▸ PAGE:
Je ne peux écrire ce mot : cerf, sans entendre résonner dans mon cœur ces premières paroles de la belle fanfare : le Roi des Landes. Le cerf, en effet, est le roi des animaux de vénerie, comme sa chasse était celle de nos rois.

Si un modeste veneur peut prendre des lièvres à pied avec un petit équipage de cinq ou six couples de chiens ; si un autre, guère mieux monté, peut houspiller des renards en petit comité, pas plus que leur confrère qui courre des chevreuils avec dix-huit ou vingt-cinq chiens, ils ne peuvent songer à prendre place et à mener le train, quasi royal, qu’exige la chasse du cerf avec son faste et son décorum.

Il n’est pas question de savoir ici s’il est plus agréable de chasser simplement un modeste animal que de courre un cerf avec tout l’apparat dû à cette chasse-là, mais il s’agit de reconnaître que la chasse la plus noble, la plus représentative est celle du cerf, et ceci, du reste, personne ne le conteste.

Je l’avoue avec plus d’aisance car, je le confesse, c’est la chasse que j’ai le moins pratiquée, n’ayant jamais couru que le lièvre, renard, chevreuil et sanglier et ceci avec mes chiens ; je n’avais guère le temps alors de voir chasser les autres. De plus, je m’en confesse encore, je n’aimais vraiment chasser qu’avec mes chiens. Les connaissant parfaitement, vivant avec eux, j’arrivais à comprendre la moindre hésitation dans leur récri, leur façon de chasser, tout me semblait clair et facile. Au contraire, avec une meute dont les chiens ne m’étaient pas familiers, un idiome inconnu me blessait les oreilles et j’étais comme un homme qui ignore la langue, perdu en pays étranger.

Et c’est pour cela que, lorsque j’ai eu à juger les épreuves de meutes, je me pénétrais bien de l’idée que nous ne savions pas grand’chose ; expliquer une chasse dans son pays et avec ses chiens n’est pas toujours commode, vouloir juger impartialement une meute inconnue dans l’espace d’un laisser-courre m’a toujours semblé bien difficile et j’essayais, quand je le pouvais, de lire sur le visage du maître d’équipage les péripéties de la chasse ; c’était souvent plus instructif que de surveiller les grands requêts d’un chien barrant au loin ...

Le cerf est le plus bel animal de nos forêts ; tout le monde connaît sa grande et noble silhouette, si souvent reproduite par le pinceau des peintres et le ciseau des sculpteurs, le décrire serait donc fastidieux et inutile.

Pour beaucoup, la tête du cerf est un mystère ; j’ai entendu des profanes qui semblaient croire qu’un dix-cors venait au monde daguet et que tous les ans il lui poussait une « corne », si bien qu’en les comptant, on savait infailliblement son âge.

▸ DONNÉES FOURNIES:
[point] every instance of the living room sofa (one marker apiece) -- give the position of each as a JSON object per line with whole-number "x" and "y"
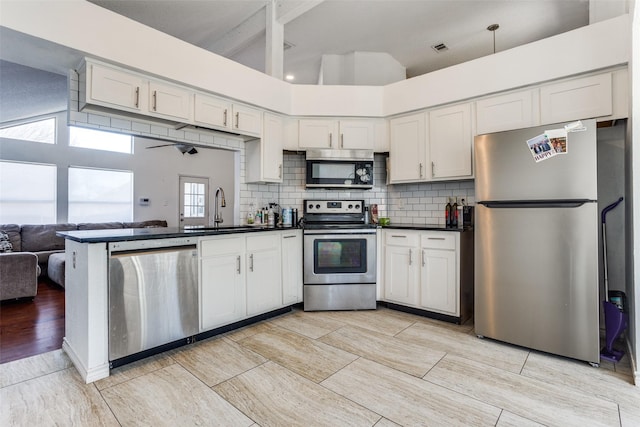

▸ TRAVAUX ÉCRITS:
[a] D'après la page sur la chasse du cerf, pourquoi décrire cet animal serait-il fastidieux et inutile ? Répondez en une à trois phrases.
[b] Répondez à ces questions sur la page consacrée à la chasse du cerf :
(i) Avec combien de couples de chiens un modeste veneur peut-il prendre des lièvres à pied ?
(ii) Quels animaux l'auteur dit-il avoir été les seuls à courir ?
(iii) Selon ce que croyaient les profanes cités, que pouvait-on savoir infailliblement en comptant les « cornes » d'un cerf ?
[c] Réécrivez le passage de la page sur la chasse du cerf qui commence aux mots "Et c’est pour" et s'arrête après "fastidieux et inutile.", en remplaçant "peintres" par "graveurs".
Ces données n'ont aucun rapport avec la page.

▸ RÉPONSES DÉTAILLÉES:
[a] Décrire le cerf serait fastidieux et inutile parce que tout le monde connaît sa grande et noble silhouette. Cette silhouette a été très souvent reproduite par le pinceau des peintres et le ciseau des sculpteurs.

[b]
(i) Cinq ou six couples de chiens.
(ii) Le lièvre, le renard, le chevreuil et le sanglier.
(iii) Son âge.

[c]
Et c’est pour cela que, lorsque j’ai eu à juger les épreuves de meutes, je me pénétrais bien de l’idée que nous ne savions pas grand’chose ; expliquer une chasse dans son pays et avec ses chiens n’est pas toujours commode, vouloir juger impartialement une meute inconnue dans l’espace d’un laisser-courre m’a toujours semblé bien difficile et j’essayais, quand je le pouvais, de lire sur le visage du maître d’équipage les péripéties de la chasse ; c’était souvent plus instructif que de surveiller les grands requêts d’un chien barrant au loin ...

Le cerf est le plus bel animal de nos forêts ; tout le monde connaît sa grande et noble silhouette, si souvent reproduite par le pinceau des graveurs et le ciseau des sculpteurs, le décrire serait donc fastidieux et inutile.